# [Exercise description]
Only the lines from the start of the data through the one containing "TARGET = cewe logo" belong in your answer; return them exactly.

# [Dataset excerpts]
= = = =

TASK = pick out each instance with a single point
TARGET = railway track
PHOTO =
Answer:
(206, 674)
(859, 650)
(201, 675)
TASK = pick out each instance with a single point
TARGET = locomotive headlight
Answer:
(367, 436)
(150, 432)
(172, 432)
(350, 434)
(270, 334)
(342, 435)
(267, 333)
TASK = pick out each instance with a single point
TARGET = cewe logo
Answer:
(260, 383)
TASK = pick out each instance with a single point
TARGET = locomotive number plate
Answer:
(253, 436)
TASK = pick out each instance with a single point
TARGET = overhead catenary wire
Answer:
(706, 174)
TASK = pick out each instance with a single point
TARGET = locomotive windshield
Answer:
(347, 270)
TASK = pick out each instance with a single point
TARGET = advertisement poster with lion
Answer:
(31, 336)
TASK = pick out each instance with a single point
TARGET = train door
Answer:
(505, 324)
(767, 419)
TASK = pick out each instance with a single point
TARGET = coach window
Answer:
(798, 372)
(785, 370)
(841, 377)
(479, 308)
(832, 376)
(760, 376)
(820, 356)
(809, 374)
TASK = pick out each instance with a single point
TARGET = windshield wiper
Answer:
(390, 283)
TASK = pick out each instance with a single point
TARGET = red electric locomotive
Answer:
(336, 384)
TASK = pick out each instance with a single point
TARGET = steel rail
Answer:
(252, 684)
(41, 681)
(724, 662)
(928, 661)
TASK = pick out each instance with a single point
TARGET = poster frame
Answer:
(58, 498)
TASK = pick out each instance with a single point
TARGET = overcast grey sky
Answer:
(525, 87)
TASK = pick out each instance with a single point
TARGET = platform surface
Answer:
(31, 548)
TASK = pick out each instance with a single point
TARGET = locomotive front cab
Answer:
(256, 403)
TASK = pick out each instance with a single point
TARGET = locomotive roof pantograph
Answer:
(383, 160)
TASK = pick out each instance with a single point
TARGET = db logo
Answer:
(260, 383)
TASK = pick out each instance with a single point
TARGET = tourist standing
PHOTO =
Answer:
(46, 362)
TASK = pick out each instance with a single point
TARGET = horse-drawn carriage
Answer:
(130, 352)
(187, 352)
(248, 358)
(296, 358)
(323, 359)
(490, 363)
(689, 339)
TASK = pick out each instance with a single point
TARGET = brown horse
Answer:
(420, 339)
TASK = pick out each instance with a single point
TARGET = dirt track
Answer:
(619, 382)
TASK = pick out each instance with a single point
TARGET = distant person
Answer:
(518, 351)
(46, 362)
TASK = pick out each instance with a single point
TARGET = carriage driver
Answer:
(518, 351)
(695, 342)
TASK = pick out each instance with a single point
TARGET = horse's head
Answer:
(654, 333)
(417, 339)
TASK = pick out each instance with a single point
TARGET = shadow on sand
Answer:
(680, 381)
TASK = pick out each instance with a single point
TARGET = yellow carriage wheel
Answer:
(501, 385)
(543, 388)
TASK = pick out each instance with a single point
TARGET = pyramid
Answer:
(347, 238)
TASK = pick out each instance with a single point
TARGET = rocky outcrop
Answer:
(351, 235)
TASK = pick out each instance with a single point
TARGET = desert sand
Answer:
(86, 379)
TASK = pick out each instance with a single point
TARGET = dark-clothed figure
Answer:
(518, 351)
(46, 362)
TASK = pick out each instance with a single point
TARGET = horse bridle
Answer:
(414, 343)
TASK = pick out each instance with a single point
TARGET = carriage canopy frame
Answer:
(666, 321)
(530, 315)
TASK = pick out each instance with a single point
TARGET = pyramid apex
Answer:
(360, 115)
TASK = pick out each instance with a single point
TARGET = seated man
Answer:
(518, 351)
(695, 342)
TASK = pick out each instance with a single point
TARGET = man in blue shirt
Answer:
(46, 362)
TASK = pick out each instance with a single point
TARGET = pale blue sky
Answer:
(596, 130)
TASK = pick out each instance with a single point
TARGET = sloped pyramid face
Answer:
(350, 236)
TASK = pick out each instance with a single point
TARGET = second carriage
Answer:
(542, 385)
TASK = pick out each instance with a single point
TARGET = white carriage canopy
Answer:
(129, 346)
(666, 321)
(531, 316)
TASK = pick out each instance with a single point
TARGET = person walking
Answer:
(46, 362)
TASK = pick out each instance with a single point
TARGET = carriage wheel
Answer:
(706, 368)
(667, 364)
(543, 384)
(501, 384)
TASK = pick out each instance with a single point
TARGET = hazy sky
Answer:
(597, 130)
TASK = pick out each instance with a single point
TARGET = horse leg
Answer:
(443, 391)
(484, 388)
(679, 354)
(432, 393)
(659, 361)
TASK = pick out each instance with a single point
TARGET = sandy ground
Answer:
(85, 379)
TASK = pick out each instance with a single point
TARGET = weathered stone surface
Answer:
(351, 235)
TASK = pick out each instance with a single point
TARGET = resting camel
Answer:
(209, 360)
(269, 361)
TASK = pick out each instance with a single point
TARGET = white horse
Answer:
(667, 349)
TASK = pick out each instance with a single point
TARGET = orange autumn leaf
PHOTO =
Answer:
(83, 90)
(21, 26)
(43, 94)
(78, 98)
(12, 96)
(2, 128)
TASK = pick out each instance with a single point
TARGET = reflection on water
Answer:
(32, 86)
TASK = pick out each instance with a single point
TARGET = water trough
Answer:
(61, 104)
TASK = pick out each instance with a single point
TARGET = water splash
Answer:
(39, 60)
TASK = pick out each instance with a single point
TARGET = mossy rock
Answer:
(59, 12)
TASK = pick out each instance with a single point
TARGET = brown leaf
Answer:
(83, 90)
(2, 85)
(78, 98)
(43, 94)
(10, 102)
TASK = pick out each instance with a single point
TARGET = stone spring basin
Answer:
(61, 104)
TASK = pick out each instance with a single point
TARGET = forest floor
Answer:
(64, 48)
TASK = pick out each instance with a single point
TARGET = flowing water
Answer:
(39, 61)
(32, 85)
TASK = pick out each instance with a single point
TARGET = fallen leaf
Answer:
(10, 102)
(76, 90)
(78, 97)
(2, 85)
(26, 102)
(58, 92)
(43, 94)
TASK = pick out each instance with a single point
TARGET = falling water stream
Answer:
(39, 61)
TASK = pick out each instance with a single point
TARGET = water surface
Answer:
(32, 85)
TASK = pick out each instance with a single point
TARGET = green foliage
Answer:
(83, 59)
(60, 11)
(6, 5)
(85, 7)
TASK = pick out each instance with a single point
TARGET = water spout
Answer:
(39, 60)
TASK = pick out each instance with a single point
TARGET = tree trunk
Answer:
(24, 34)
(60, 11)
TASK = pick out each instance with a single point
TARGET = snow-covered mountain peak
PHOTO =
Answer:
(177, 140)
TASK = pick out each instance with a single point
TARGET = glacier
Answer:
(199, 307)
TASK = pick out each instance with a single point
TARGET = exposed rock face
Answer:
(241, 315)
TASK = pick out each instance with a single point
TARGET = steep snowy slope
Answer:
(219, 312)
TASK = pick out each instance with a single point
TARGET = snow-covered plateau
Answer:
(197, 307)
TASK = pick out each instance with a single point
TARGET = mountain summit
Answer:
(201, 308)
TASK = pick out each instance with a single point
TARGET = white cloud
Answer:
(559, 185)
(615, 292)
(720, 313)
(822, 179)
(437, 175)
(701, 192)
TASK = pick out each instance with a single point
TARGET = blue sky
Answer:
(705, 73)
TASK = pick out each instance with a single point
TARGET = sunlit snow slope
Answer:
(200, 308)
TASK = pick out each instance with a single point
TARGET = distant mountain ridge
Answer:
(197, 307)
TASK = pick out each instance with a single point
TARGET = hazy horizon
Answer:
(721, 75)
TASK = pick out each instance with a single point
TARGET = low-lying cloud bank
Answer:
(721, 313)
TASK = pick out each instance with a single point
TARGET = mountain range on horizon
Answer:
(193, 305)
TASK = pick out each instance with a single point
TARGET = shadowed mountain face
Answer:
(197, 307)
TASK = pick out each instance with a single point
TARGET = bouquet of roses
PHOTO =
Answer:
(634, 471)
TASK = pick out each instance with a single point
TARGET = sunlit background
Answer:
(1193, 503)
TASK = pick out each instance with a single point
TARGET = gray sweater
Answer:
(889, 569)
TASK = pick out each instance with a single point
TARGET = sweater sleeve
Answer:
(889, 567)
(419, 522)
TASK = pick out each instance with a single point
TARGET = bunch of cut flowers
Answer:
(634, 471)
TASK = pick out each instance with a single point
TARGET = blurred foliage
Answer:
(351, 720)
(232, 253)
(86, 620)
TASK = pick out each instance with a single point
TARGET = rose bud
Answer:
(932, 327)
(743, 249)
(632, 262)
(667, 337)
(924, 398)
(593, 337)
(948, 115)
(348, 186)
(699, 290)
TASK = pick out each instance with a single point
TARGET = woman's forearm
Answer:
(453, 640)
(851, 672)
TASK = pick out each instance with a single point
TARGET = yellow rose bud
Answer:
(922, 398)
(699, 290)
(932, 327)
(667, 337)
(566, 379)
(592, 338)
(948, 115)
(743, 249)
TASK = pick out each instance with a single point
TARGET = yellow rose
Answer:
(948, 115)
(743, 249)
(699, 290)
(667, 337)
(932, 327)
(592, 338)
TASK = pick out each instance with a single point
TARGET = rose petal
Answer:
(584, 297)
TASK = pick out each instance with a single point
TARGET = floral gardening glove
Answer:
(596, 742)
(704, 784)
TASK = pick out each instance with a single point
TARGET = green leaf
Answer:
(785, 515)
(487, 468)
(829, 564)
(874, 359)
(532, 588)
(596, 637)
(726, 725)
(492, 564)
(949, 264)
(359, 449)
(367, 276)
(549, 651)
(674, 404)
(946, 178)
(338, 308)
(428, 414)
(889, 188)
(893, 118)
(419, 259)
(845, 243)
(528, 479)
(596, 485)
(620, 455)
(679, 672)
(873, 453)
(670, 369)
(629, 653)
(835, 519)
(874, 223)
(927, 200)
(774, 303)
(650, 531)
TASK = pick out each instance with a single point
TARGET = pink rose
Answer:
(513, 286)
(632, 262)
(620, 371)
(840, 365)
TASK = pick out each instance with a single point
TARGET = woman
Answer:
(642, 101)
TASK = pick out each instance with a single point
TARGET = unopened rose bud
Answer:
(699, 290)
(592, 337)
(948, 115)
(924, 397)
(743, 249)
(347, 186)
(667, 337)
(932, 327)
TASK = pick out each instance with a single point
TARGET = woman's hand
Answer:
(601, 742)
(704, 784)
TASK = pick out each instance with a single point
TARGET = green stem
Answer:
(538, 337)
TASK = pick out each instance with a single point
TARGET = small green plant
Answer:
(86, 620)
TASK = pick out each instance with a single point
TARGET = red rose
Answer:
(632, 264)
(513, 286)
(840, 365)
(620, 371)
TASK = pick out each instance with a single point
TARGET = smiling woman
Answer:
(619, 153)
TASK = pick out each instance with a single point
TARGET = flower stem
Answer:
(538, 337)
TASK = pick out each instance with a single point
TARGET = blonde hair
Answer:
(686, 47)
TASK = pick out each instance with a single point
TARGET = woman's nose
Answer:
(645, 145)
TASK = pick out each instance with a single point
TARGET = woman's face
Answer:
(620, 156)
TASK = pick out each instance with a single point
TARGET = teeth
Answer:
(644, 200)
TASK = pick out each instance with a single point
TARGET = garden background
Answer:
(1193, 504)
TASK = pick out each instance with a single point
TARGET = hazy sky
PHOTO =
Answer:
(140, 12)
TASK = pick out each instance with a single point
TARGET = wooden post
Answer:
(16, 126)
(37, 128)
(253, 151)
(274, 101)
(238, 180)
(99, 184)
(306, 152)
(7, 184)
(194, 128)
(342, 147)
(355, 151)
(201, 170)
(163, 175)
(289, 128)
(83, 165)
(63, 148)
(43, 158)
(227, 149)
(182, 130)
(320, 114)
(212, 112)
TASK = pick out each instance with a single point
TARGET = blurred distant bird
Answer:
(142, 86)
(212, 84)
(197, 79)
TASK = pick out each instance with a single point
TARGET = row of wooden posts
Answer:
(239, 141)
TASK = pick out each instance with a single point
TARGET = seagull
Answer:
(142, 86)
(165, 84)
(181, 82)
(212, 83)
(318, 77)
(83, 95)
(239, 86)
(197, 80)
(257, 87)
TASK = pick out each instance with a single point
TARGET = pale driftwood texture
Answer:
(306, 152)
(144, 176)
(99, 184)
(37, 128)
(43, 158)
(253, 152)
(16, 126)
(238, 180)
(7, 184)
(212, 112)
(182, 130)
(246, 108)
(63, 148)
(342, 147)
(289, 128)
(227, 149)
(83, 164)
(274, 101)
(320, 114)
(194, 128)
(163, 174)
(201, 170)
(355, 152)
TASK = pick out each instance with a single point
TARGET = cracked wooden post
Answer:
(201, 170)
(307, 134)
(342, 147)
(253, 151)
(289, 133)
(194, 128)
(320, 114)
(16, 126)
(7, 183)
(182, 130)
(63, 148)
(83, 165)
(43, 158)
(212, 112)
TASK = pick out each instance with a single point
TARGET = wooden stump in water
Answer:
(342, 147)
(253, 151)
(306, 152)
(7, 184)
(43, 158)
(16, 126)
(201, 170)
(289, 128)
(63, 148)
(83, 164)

= = = =

# [Exercise solution]
TASK = pick out each instance with a single point
TARGET = railway track
PHOTO =
Answer:
(206, 674)
(859, 650)
(201, 675)
TASK = pick out each instance with a single point
TARGET = locomotive headlight
Answer:
(367, 436)
(150, 432)
(172, 432)
(350, 434)
(270, 334)
(342, 435)
(267, 333)
TASK = pick out each instance with a single point
TARGET = cewe logo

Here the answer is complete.